## What the task asks
Work out how many lines in the entries below include the word "pitch", and give only that figure.

*** Material for this exercise

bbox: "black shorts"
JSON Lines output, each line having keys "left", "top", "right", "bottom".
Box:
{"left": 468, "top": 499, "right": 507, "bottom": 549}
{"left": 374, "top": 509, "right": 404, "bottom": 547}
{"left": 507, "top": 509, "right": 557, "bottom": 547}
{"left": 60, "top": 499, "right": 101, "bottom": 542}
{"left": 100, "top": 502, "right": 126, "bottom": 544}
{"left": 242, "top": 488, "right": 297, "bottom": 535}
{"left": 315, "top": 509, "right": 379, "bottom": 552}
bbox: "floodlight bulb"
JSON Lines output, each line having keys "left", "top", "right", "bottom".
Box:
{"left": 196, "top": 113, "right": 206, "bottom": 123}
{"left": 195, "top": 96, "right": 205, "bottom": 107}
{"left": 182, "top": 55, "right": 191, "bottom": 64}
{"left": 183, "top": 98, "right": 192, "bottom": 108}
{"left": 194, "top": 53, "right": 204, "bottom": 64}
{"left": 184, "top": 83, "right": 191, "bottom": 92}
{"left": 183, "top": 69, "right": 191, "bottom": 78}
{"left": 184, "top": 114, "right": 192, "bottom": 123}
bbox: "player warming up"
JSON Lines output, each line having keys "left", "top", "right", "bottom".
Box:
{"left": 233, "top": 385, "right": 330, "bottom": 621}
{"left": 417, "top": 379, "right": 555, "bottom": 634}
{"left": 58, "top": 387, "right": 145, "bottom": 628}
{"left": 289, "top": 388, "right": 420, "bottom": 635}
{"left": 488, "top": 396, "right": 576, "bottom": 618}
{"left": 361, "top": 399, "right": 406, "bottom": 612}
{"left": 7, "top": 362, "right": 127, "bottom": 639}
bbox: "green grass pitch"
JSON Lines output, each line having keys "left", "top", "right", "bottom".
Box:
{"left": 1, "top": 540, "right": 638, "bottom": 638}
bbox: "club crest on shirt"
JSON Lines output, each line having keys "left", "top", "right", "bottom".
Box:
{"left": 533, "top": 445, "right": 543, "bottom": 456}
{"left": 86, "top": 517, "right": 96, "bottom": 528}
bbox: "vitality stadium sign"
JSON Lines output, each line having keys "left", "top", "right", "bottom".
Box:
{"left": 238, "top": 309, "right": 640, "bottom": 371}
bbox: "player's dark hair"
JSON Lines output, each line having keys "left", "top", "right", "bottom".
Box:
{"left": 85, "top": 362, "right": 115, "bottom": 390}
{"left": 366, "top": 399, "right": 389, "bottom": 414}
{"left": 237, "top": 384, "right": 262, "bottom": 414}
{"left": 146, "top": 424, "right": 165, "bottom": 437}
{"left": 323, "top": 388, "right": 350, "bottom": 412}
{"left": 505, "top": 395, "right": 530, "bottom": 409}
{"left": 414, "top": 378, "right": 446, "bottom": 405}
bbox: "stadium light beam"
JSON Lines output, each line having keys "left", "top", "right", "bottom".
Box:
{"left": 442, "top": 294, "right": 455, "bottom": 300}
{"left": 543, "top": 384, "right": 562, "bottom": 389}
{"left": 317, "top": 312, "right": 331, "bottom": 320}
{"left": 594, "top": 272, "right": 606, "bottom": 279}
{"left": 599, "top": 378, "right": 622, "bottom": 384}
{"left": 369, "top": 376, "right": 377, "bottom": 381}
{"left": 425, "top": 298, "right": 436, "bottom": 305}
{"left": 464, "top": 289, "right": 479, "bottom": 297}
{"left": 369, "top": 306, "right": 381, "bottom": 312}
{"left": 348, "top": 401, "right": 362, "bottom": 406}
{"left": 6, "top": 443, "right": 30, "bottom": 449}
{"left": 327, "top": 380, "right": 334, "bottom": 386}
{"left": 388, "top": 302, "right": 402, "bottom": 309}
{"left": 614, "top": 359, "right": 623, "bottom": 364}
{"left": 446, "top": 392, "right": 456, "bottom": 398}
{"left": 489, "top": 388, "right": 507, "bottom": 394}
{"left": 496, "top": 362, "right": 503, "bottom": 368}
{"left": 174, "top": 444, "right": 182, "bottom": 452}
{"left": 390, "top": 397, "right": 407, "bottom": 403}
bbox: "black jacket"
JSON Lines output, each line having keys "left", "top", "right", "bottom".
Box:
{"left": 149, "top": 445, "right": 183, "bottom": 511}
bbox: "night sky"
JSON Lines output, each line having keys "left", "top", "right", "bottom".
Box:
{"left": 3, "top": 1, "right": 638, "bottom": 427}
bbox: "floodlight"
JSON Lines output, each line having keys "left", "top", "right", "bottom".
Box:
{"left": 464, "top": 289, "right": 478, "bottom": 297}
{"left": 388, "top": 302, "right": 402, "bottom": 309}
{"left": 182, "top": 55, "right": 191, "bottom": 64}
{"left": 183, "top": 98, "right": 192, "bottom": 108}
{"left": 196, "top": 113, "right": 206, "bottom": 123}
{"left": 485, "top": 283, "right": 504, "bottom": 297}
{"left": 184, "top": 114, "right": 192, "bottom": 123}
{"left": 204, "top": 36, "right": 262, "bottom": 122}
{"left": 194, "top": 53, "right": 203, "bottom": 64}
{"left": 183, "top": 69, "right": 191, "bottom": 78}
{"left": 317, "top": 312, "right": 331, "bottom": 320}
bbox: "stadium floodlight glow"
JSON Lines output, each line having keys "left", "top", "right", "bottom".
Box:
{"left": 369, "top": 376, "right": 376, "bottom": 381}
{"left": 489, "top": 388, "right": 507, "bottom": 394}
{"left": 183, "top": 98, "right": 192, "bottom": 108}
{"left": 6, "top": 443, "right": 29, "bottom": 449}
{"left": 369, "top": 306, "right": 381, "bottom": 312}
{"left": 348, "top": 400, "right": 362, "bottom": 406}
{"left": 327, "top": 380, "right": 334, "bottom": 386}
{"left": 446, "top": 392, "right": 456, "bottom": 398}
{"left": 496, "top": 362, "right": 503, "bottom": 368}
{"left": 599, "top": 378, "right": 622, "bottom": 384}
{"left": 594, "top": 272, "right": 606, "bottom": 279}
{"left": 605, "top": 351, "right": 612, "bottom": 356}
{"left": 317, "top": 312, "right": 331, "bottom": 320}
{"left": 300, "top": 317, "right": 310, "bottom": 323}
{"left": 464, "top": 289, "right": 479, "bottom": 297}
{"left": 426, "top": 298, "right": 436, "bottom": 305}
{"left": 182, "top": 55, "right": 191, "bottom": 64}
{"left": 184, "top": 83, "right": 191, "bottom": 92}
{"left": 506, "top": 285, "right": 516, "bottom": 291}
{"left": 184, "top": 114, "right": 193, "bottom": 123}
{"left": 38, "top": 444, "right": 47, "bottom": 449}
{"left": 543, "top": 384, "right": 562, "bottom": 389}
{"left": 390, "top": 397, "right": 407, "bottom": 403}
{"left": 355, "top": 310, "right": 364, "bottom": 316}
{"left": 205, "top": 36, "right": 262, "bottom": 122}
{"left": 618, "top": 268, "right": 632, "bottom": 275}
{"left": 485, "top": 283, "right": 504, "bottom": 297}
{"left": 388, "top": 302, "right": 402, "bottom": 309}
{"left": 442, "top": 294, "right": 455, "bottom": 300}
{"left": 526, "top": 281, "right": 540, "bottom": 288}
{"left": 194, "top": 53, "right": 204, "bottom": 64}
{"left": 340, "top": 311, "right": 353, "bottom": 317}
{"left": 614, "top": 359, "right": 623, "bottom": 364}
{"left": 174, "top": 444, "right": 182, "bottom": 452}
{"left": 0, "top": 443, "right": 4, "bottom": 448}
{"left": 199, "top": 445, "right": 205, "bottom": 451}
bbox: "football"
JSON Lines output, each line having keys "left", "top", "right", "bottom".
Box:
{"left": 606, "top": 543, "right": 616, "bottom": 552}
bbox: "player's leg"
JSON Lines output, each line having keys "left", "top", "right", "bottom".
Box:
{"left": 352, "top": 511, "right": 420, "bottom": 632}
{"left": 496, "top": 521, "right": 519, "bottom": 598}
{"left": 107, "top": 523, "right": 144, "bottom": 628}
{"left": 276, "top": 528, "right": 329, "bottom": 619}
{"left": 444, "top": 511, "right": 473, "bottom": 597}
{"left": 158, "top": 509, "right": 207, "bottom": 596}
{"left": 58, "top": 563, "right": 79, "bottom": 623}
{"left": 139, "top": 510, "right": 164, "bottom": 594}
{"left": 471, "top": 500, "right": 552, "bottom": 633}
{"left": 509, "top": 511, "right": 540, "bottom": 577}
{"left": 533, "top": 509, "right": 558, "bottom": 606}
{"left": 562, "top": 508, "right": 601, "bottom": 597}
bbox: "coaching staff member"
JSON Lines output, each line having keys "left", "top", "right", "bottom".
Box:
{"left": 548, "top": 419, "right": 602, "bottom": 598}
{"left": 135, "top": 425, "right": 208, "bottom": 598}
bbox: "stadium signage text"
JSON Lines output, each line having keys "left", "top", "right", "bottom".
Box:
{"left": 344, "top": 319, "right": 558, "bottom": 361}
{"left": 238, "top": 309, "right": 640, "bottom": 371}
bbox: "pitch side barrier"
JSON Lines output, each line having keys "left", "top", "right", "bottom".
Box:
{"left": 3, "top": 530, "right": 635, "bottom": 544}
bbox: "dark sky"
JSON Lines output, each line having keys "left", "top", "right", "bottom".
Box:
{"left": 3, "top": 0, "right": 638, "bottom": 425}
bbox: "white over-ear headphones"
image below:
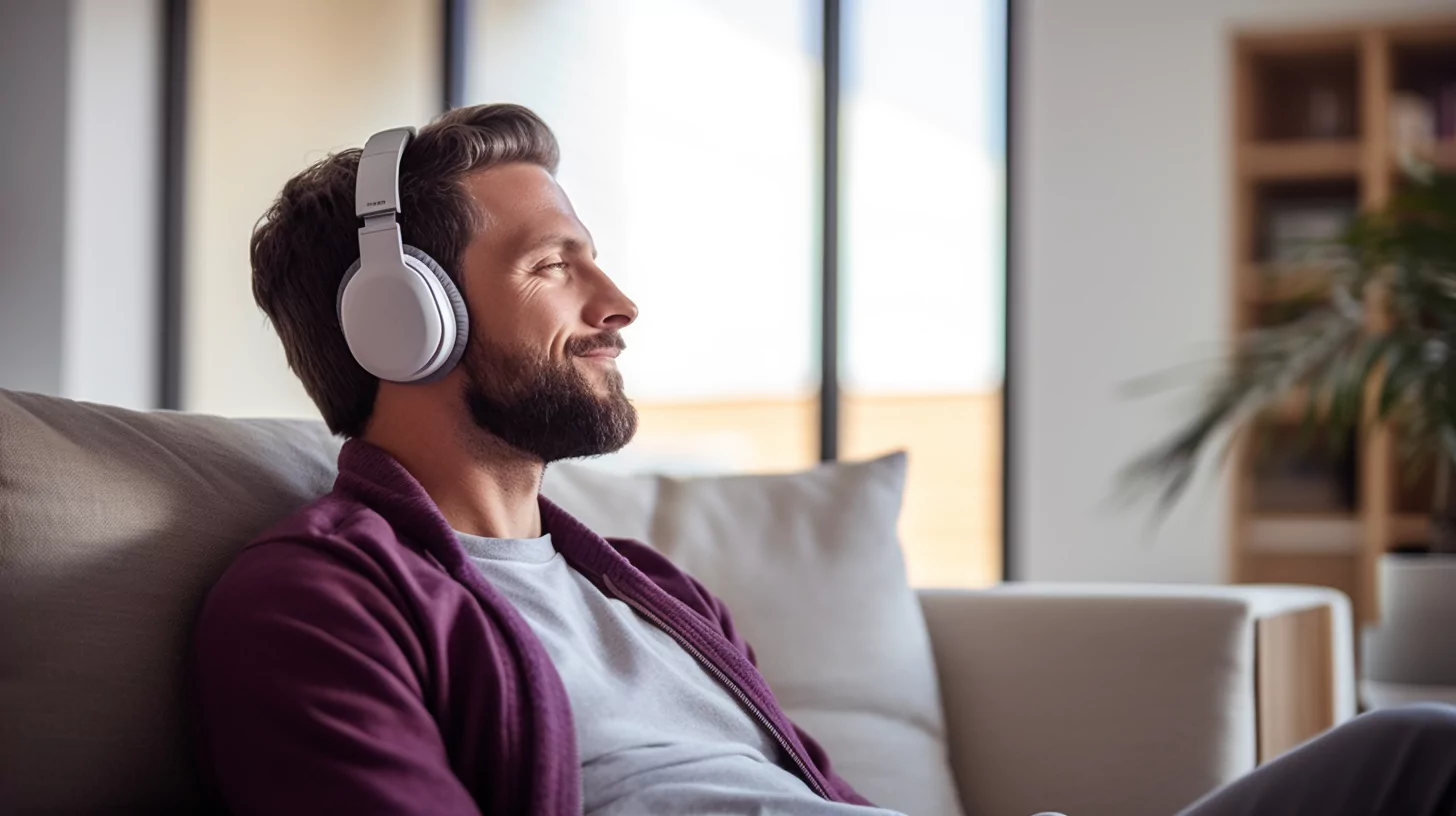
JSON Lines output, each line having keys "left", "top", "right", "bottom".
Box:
{"left": 337, "top": 127, "right": 469, "bottom": 383}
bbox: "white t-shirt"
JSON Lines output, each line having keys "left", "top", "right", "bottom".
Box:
{"left": 457, "top": 531, "right": 902, "bottom": 816}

******

## Solved exercise
2